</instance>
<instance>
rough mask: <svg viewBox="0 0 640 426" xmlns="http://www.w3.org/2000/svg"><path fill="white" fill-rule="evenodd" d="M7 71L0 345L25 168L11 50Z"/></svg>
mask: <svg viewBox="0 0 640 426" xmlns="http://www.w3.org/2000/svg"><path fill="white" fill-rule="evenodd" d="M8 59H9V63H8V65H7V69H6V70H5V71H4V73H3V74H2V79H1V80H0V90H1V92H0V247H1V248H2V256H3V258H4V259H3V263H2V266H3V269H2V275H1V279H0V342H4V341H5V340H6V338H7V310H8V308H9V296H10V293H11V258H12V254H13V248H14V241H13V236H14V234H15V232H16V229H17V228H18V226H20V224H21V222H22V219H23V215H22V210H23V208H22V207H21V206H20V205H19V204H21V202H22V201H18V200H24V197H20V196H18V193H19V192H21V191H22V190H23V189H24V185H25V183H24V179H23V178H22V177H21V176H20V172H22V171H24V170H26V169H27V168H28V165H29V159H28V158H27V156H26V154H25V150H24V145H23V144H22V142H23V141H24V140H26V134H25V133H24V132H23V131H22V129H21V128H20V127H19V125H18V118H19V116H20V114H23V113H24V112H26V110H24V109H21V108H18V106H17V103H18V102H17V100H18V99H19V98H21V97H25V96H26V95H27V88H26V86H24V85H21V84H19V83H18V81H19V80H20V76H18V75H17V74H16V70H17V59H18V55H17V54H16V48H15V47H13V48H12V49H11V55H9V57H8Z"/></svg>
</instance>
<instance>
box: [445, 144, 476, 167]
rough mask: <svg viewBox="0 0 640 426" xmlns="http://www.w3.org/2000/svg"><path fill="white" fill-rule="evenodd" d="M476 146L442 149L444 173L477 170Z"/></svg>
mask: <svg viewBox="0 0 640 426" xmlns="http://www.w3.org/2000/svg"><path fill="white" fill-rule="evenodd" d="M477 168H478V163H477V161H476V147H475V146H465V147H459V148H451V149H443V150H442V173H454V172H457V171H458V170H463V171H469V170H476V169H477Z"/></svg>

┄┄┄┄┄┄┄┄┄┄

### Required action
Your response should consist of the data above, duplicated exactly.

### Task solution
</instance>
<instance>
rough mask: <svg viewBox="0 0 640 426" xmlns="http://www.w3.org/2000/svg"><path fill="white" fill-rule="evenodd" d="M7 71L0 345L25 168L11 50Z"/></svg>
mask: <svg viewBox="0 0 640 426" xmlns="http://www.w3.org/2000/svg"><path fill="white" fill-rule="evenodd" d="M8 59H9V63H8V65H7V69H6V70H5V71H4V73H3V74H2V79H1V80H0V90H1V92H0V247H1V248H2V256H3V258H4V259H3V263H2V266H3V269H2V275H1V279H0V342H4V341H5V340H6V338H7V310H8V308H9V296H10V293H11V258H12V254H13V248H14V241H13V236H14V234H15V232H16V229H17V228H18V226H20V224H21V222H22V219H23V215H22V210H23V208H22V207H21V206H20V205H19V204H21V202H22V201H18V200H24V197H20V196H18V193H19V192H21V191H22V190H23V189H24V185H25V183H24V179H23V178H22V177H21V176H20V172H22V171H24V170H26V169H27V168H28V165H29V159H28V158H27V156H26V154H25V150H24V145H23V144H22V142H23V141H24V140H26V134H25V133H24V132H23V131H22V129H21V128H20V127H19V125H18V118H19V116H20V114H23V113H24V112H26V110H24V109H21V108H18V106H17V103H18V102H17V100H18V99H19V98H21V97H25V96H26V95H27V88H26V86H24V85H21V84H19V83H18V81H19V80H20V76H18V75H17V74H16V70H17V59H18V55H17V54H16V48H15V47H13V48H12V49H11V55H9V57H8Z"/></svg>
</instance>
<instance>
box: [445, 144, 476, 167]
rough mask: <svg viewBox="0 0 640 426" xmlns="http://www.w3.org/2000/svg"><path fill="white" fill-rule="evenodd" d="M476 146L442 149L444 173L477 170Z"/></svg>
mask: <svg viewBox="0 0 640 426" xmlns="http://www.w3.org/2000/svg"><path fill="white" fill-rule="evenodd" d="M477 168H478V163H477V161H476V147H475V146H465V147H459V148H451V149H443V150H442V173H454V172H457V171H458V170H463V171H469V170H476V169H477Z"/></svg>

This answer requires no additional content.